##### Extrait #####
Résumée lors de la Masterclass des 14 et 15 avril 2015, cette communication reprend certaines analyses que j’ai développées dans Littérature et mondialisation (Paris : Champion, 2012). Elle propose en outre un  certain nombre d’actualisations qui nous rappellent que dans l’ordre des langues,  des cultures et de leurs relations, rien saurait être considéré comme figé et encore moins réduit à on ne sait quelle « essence » ou à un supposé ordre des choses. De plus, alors que toute étude des relations  entre les cultures ne peut être conduite par l’observateur ou le chercheur que dans la conscience du point de vue qu’il adopte nécessairement, il importe de garder à l’esprit que ces relations  ne sont jamais réductibles à une dimension bilatérale et encore moins à la seule sphère des idées. Le contact des langues et cultures s’inscrit à l’évidence dans un système d’une complexité infinie où entrent en interaction, et dans un mouvement perpétuel, une  multiplicité d’acteurs et de variables. Un des devoirs du chercheur dans ce domaine des approches interculturelles est, faute de pouvoir en en rendre véritablement compte, de s’efforcer de demeurer lucide à cet égard.

Une des caractéristiques de la vague de mondialisation que nous connaissons aujourd’hui est d’avoir atteint une échelle, une intensité et une diversification véritablement inouïes. Désormais,  celle-ci brasse constamment hommes, langues et biens matériels et immatériels : à travers l’économie, les affaires, l’immigration, le tourisme, la vie académique et la culture, en un mot à travers tout ce qui touche  la vie collective et notre vie quotidienne dans l’ensemble de leurs  états.

À cet égard, l’impact de la mondialisation sur les langues est considérable et ambigu  puisque jamais on n’a autant parlé de langues étrangères et en même temps jamais on n’a autant traduit qu’aujourd’hui. Autre paradoxe rencontré chaque jour : alors qu’une langue ­– l’anglais – a acquis une dimension  universelle et incontestée, jamais la circulation écrite de langues nationales n’a été aussi massive, tant à travers l’imprimé que sous forme électronique. Pour rendre un exemple particulièrement  éclairant, selon World Internet Stats, le mandarin a dépassé en 2015  l’anglais comme première langue utilisée sur Internet[1].

Dans ce contexte d’une extrême complexité, la traduction, qui reste un phénomène très mal mesuré dans son ensemble[2], constitue un des indicateurs les plus précieux de l’état des relations culturelles entre langues et pays dans le monde. Qu’on le déplore ou qu’on s’en réjouisse, la traduction et les flux éditoriaux et économiques qu’elle induit montrent qu’il y a bien un marché dans ce domaine. Toutefois, et c’est là un aspect essentiel, le rayonnement culturel ne se limite pas aux aspects purement économiques. En d’autres termes, si le livre est considéré par les accords du General Agreement on Tarif and Trade (GATT) du cycle de l’Uruguay (1994) comme un des services soumis à la libéralisation des échanges sous le contrôle de l’Organisation mondiale du commerce (OMC), il n’en relève pas moins du principe de l’ « exception culturelle », adopté sous l’impulsion de la France par le Parlement européen en 1993 et étendu, conformément aux recommandations antérieures de l’UNESCO, à la notion de « diversité culturelle[3]. » En affirmant que l’unité de l’humanité se caractérise par l’affirmation de la diversité culturelle, l’UNESCO s’interdit de voir dans les biens et services culturels des « biens et marchandises comme les autres » et refuse donc que leur diffusion soit laissée « aux seule forces du marché[4] ».
##### Données fournies #####
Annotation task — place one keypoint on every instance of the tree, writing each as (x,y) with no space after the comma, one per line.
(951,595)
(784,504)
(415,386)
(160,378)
#####
#### [Exercices]
- A) Selon l'extrait, pourquoi l'UNESCO refuse-t-elle que la diffusion des biens et services culturels soit laissée aux seules forces du marché ? Répondez en une à trois phrases.
- B) D'après l'extrait, quelle langue a dépassé l'anglais en 2015 comme première langue utilisée sur Internet, selon World Internet Stats ?
Les enregistrements ci-dessus n'ont aucun rapport avec l'extrait.

#### [Corrigés]
- A) L'UNESCO affirme que l'unité de l'humanité se caractérise par l'affirmation de la diversité culturelle. Elle s'interdit donc de voir dans les biens et services culturels des « biens et marchandises comme les autres » et refuse que leur diffusion dépende uniquement du marché.

- B) Le mandarin.